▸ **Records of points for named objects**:
(begin)
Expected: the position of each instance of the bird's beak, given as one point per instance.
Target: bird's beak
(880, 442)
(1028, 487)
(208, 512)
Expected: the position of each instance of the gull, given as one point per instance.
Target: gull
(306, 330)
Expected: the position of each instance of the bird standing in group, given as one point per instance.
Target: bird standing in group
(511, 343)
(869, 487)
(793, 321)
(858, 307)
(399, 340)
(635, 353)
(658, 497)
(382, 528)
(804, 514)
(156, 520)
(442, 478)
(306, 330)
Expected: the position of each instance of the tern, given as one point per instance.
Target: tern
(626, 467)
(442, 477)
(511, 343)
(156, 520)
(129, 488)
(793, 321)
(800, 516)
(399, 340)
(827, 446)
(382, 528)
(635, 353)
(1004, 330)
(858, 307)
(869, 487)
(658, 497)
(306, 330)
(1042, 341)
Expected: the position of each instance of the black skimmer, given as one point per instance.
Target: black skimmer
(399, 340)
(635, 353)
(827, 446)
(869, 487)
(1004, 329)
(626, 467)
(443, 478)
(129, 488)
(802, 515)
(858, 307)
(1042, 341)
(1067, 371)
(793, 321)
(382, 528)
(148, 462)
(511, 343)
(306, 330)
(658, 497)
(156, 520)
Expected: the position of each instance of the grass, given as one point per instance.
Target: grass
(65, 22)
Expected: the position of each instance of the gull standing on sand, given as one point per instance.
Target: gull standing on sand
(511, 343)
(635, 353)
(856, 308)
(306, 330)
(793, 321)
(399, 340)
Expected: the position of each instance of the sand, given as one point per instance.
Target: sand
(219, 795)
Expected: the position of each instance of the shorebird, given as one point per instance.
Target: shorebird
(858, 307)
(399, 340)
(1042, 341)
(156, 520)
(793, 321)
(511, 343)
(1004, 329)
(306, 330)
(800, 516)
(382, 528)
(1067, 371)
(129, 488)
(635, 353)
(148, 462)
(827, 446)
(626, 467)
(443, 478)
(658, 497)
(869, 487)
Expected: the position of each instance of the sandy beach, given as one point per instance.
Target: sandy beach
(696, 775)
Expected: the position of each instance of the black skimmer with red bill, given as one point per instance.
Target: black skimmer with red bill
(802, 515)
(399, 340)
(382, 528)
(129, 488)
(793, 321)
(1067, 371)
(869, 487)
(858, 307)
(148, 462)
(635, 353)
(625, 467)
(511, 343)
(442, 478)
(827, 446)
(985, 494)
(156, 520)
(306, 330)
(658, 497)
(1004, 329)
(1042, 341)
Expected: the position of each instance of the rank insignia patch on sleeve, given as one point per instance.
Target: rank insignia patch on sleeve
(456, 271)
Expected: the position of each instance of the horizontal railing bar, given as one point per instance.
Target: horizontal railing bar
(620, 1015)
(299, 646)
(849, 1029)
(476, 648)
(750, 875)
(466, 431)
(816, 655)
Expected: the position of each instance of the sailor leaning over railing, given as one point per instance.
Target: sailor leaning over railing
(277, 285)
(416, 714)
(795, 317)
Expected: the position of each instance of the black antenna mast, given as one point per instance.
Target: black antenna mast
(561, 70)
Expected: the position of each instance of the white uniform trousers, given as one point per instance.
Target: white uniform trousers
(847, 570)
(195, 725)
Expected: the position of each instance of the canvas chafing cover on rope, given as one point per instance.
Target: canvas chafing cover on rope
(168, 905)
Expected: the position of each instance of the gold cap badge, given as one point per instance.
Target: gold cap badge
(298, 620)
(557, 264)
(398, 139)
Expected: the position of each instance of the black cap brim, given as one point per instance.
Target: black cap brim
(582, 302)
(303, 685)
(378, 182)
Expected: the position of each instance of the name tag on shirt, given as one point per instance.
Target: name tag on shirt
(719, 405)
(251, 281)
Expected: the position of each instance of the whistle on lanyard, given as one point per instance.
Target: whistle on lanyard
(end)
▸ **Work to do**: Copy every line of the records above verbatim, from first to last, with no change.

▸ **Output of the task**:
Expected: the position of each instance of the bird's beak, given as one point per instance.
Target: bird's beak
(880, 442)
(1028, 487)
(208, 512)
Expected: the position of each instance of the gull, given as one point per instance.
Target: gull
(306, 330)
Expected: the position of each instance of the bird standing in group, given as one point per instance.
Target: bird standing in group
(511, 343)
(869, 487)
(793, 321)
(858, 307)
(399, 340)
(635, 353)
(658, 497)
(382, 528)
(804, 514)
(156, 520)
(442, 478)
(306, 330)
Expected: the position of each instance of the tern, given as one point per instance.
Target: tern
(626, 467)
(442, 477)
(511, 343)
(156, 520)
(129, 488)
(793, 321)
(800, 516)
(399, 340)
(827, 446)
(382, 528)
(635, 353)
(1004, 330)
(858, 307)
(869, 487)
(658, 497)
(306, 330)
(1042, 341)
Expected: the position of each instance of the black skimmer, given as one point per instance.
Target: black skimmer
(399, 340)
(635, 353)
(827, 446)
(869, 487)
(1004, 329)
(626, 467)
(443, 478)
(129, 488)
(802, 515)
(858, 307)
(1042, 341)
(1067, 371)
(793, 321)
(382, 528)
(148, 462)
(511, 343)
(306, 330)
(658, 497)
(156, 520)
Expected: the position of each instance of the grass, given as one point per instance.
Target: grass
(65, 22)
Expected: the position of each instance of the gull standing on sand, given as one point per instance.
Target: gull standing on sand
(511, 343)
(635, 353)
(856, 308)
(306, 330)
(793, 321)
(399, 340)
Expected: the position of each instance of the sand, given as one point per instance.
Target: sand
(219, 795)
Expected: the position of each instance of the shorebird, given as one point per instance.
Target: shorebird
(858, 307)
(399, 340)
(1042, 341)
(156, 520)
(793, 321)
(511, 343)
(1004, 329)
(306, 330)
(800, 516)
(382, 528)
(1067, 371)
(129, 488)
(635, 353)
(148, 462)
(827, 446)
(626, 467)
(443, 478)
(658, 497)
(869, 487)
Expected: the position of each instance of the sandy beach, given as one point per instance.
Target: sandy beach
(696, 775)
Expected: the position of each instance of the black skimmer with red bill, given as one point per instance.
Target: black skimmer with red bill
(802, 515)
(399, 340)
(382, 528)
(129, 488)
(793, 321)
(1067, 371)
(869, 487)
(858, 307)
(148, 462)
(635, 353)
(625, 467)
(511, 343)
(442, 478)
(827, 446)
(985, 494)
(156, 520)
(306, 330)
(658, 497)
(1004, 329)
(1042, 341)
Expected: the position of each instance of the rank insignia patch on sleeve, given as one point per instance.
Target: rank insignia patch on sleeve
(456, 271)
Expected: the position of each instance of the horizontal railing bar, given as one point per instance.
Target: horizontal railing bar
(620, 1015)
(299, 646)
(849, 1029)
(476, 648)
(750, 875)
(466, 431)
(816, 655)
Expected: the position of each instance of the sailor leaning over railing, given as one point per instance.
Target: sailor leaning over railing
(277, 285)
(416, 714)
(795, 317)
Expected: the position of each instance of the black antenna mast, given as one point per instance.
Target: black antenna mast
(561, 70)
Expected: the position of each instance of the white uniform trousers, given as one point per instance.
Target: white uniform trousers
(847, 570)
(195, 725)
Expected: the position of each instance of the canvas chafing cover on rope, given as one point per instance.
Target: canvas chafing cover on rope
(168, 905)
Expected: the position of each instance of the gold cap badge, given as one point per instance.
Target: gold cap badge
(298, 620)
(557, 264)
(398, 139)
Expected: the position of each instance of the black cap brim, given as one point per instance.
Target: black cap brim
(582, 302)
(303, 685)
(378, 182)
Expected: the position of each instance of the name tag on shirt, given as one point per instance.
Target: name tag on shirt
(719, 405)
(251, 281)
Expected: the position of each instance of the whistle on lanyard, given as one point per instance.
Target: whistle on lanyard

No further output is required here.